Consigne 1
Recopiez fidèlement le passage de l'article sur Amar Saadani et le DRS, en commençant à « Le patron du » et en terminant à « en septembre 2007. ».
Consigne 2
Présentez sous forme de liste les faits du paragraphe de l'article sur Amar Saadani et le DRS qui commence par « Le patron du FLN cite notamment ».
Consigne 3
Rédigez la suite de l'article sur l'attaque d'Amar Saadani contre le chef du DRS, à partir de sa dernière phrase.

Texte à analyser
═══
Stupeur et tremblement: le chef du FLN somme le puissant patron du DRS de partir
Dans une séquence inédite en Algérie: Amar Saadani, le secrétaire général du parti présidentiel le FLN, s’est livré à une attaque frontale sans précédent contre le général Mohamed Médiène (alias Taoufik), chef du puissant et redoutable DRS, et a appelé publiquement à sa démission. Cette sortie confirme que les couteaux sont tirés en haut lieu entre pro et anti Bouteflika, une passe d’armes dont l’issue reste dangereusement incertaine. La précampagne prend entre temps une tournure carnavalesque avec plus de 80 candidats quasiment déclarés sous le regard médusé de l’opinion.
"A mon avis, Toufik (ainsi communément nommé) aurait dû démissionner après ces échecs", a poursuivi M. Saâdani qui avait déjà vivement critiqué précédemment les services de renseignements militaires (Département du Renseignement et de la Sécurité, DRS), omniprésents dans la vie du pays.
Le patron du FLN cite notamment l’assassinat du président Mohamed Boudiaf en juin 1992, celui des moines français de Tibehirine, d’abord enlevés dans la nuit du 26 au 27 mars 1996 dans leur monastère du sud d’Alger, ou encore l’attentat manqué contre le président Bouteflika à Batna( sud est d’Alger), en septembre 2007.
═══
Données ci-dessous
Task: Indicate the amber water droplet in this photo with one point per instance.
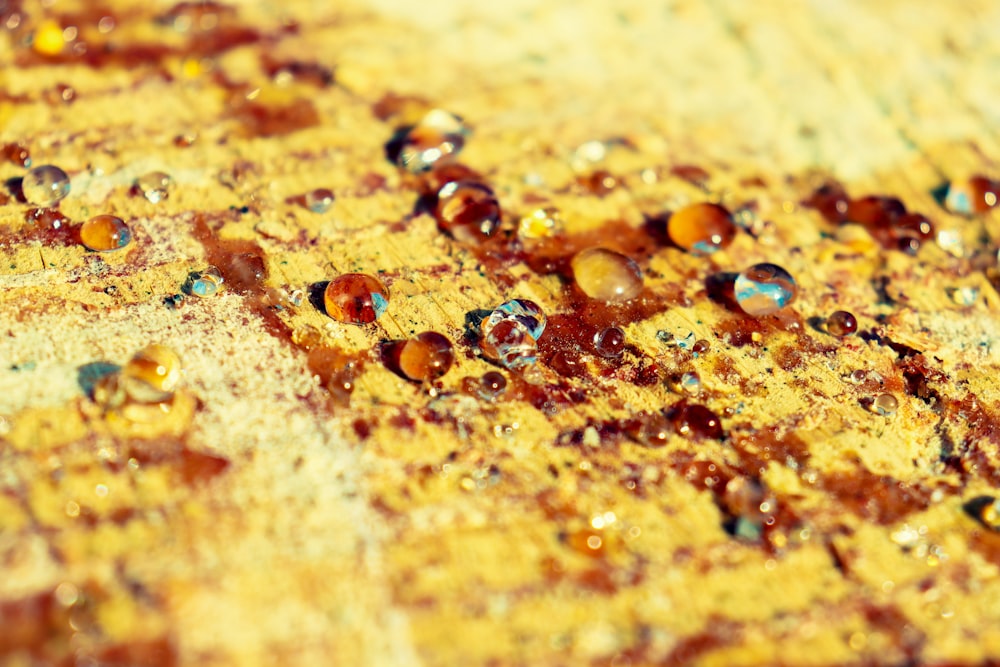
═══
Résultat obtenu 1
Le patron du FLN cite notamment l’assassinat du président Mohamed Boudiaf en juin 1992, celui des moines français de Tibehirine, d’abord enlevés dans la nuit du 26 au 27 mars 1996 dans leur monastère du sud d’Alger, ou encore l’attentat manqué contre le président Bouteflika à Batna( sud est d’Alger), en septembre 2007.

Résultat obtenu 2
Événements cités par le patron du FLN :
- l'assassinat du président Mohamed Boudiaf, en juin 1992 ;
- l'assassinat des moines français de Tibehirine, enlevés dans la nuit du 26 au 27 mars 1996 dans leur monastère du sud d'Alger ;
- l'attentat manqué contre le président Bouteflika à Batna (sud-est d'Alger), en septembre 2007.

Résultat obtenu 3
"Personnellement, lorsque j’ai évoqué l’opportunité de séparer le DRS du politique, j’ai visé principalement le département de la sécurité intérieure", a-t-il dit. "Ce département avait failli dans la protection et la sécurité du président Mohamed Boudiaf. Il n’a pas su protéger Abdelhak Benhamouda, ni les moines de Tibehirine, ni les bases de pétrole dans le Sud, ni les employés des Nations unies en Algérie, ni le Palais du gouvernement. Cette direction n’a pas su bien protéger le président Bouteflika à Batna où il avait été la cible d’une tentative d’assassinat. A mon avis, Toufik aurait dû démissionner après ces échecs", a-t-il encore dénoncé.
Pour M. Saâdani, élu secrétaire général du FLN en août 2013 malgré la fronde de nombre de ses membres, "la présence de la sécurité intérieure dans toutes les institutions laisse l’impression que le pouvoir en Algérie n’est pas civil".
"Il faut savoir que c’est le département de la sécurité intérieure qui a gardé toujours un lien et une proximité avec la classe politique, la presse et la justice. J’ai dit et je le répète, ce département a interféré dans le travail de la justice, des médias et des partis politiques", a dénonce M. Saâdini, ajoutant que " Ce département outrepasse ses prérogatives".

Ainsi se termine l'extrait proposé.